__What you need to do__:
Set down nothing except the lines starting at the one with "Where can the spherical" and ending at the final line of the material, each word for word.

** Opening Records shown block **

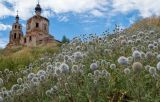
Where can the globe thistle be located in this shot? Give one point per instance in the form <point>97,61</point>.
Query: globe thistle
<point>152,70</point>
<point>137,67</point>
<point>127,71</point>
<point>158,66</point>
<point>64,67</point>
<point>113,66</point>
<point>123,60</point>
<point>19,80</point>
<point>136,55</point>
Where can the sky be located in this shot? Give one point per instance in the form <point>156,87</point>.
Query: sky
<point>75,17</point>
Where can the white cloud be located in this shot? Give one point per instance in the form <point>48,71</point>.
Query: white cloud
<point>4,27</point>
<point>146,8</point>
<point>26,7</point>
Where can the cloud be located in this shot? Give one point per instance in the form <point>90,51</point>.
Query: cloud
<point>4,27</point>
<point>146,8</point>
<point>26,7</point>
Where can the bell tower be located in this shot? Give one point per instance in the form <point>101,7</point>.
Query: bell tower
<point>16,33</point>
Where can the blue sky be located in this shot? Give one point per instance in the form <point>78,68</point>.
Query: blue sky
<point>75,17</point>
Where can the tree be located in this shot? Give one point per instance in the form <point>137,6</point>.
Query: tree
<point>65,39</point>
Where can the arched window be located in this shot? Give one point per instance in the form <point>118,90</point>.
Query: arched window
<point>37,25</point>
<point>14,35</point>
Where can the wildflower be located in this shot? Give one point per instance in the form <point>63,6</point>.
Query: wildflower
<point>158,66</point>
<point>1,82</point>
<point>136,55</point>
<point>19,80</point>
<point>137,67</point>
<point>113,66</point>
<point>94,66</point>
<point>127,71</point>
<point>64,67</point>
<point>152,70</point>
<point>123,60</point>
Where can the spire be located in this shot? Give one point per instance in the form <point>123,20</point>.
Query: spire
<point>38,9</point>
<point>17,17</point>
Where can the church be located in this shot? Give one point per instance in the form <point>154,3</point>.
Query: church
<point>37,31</point>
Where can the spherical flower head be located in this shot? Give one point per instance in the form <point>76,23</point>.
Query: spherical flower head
<point>64,67</point>
<point>19,80</point>
<point>127,71</point>
<point>123,60</point>
<point>152,70</point>
<point>113,66</point>
<point>94,66</point>
<point>136,55</point>
<point>158,66</point>
<point>137,67</point>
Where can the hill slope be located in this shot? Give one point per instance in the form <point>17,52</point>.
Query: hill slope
<point>121,67</point>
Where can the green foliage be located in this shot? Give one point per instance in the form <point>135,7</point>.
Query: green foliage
<point>65,39</point>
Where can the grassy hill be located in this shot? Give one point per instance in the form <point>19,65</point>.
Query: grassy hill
<point>15,59</point>
<point>121,67</point>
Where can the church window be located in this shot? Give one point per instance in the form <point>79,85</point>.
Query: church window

** Closing Records shown block **

__Exercise response__:
Where can the spherical flower head be located in this shot? Give one point per instance in the form <point>76,23</point>.
Query: spherical flower head
<point>64,67</point>
<point>19,80</point>
<point>127,71</point>
<point>123,60</point>
<point>152,70</point>
<point>113,66</point>
<point>94,66</point>
<point>136,55</point>
<point>158,66</point>
<point>137,67</point>
Where can the hill slope be located in this shot? Give one point per instance in the form <point>17,52</point>.
Query: hill slope
<point>121,67</point>
Where can the green foliage be located in this shot? Give one point per instance in the form <point>135,7</point>.
Query: green foliage
<point>65,39</point>
Where can the grassy hill be located in this shot? Give one point per instance in the form <point>19,65</point>.
Query: grassy hill
<point>15,59</point>
<point>121,67</point>
Where can the church window be located in this shot? Give one point per instance in the form <point>79,85</point>.
Query: church window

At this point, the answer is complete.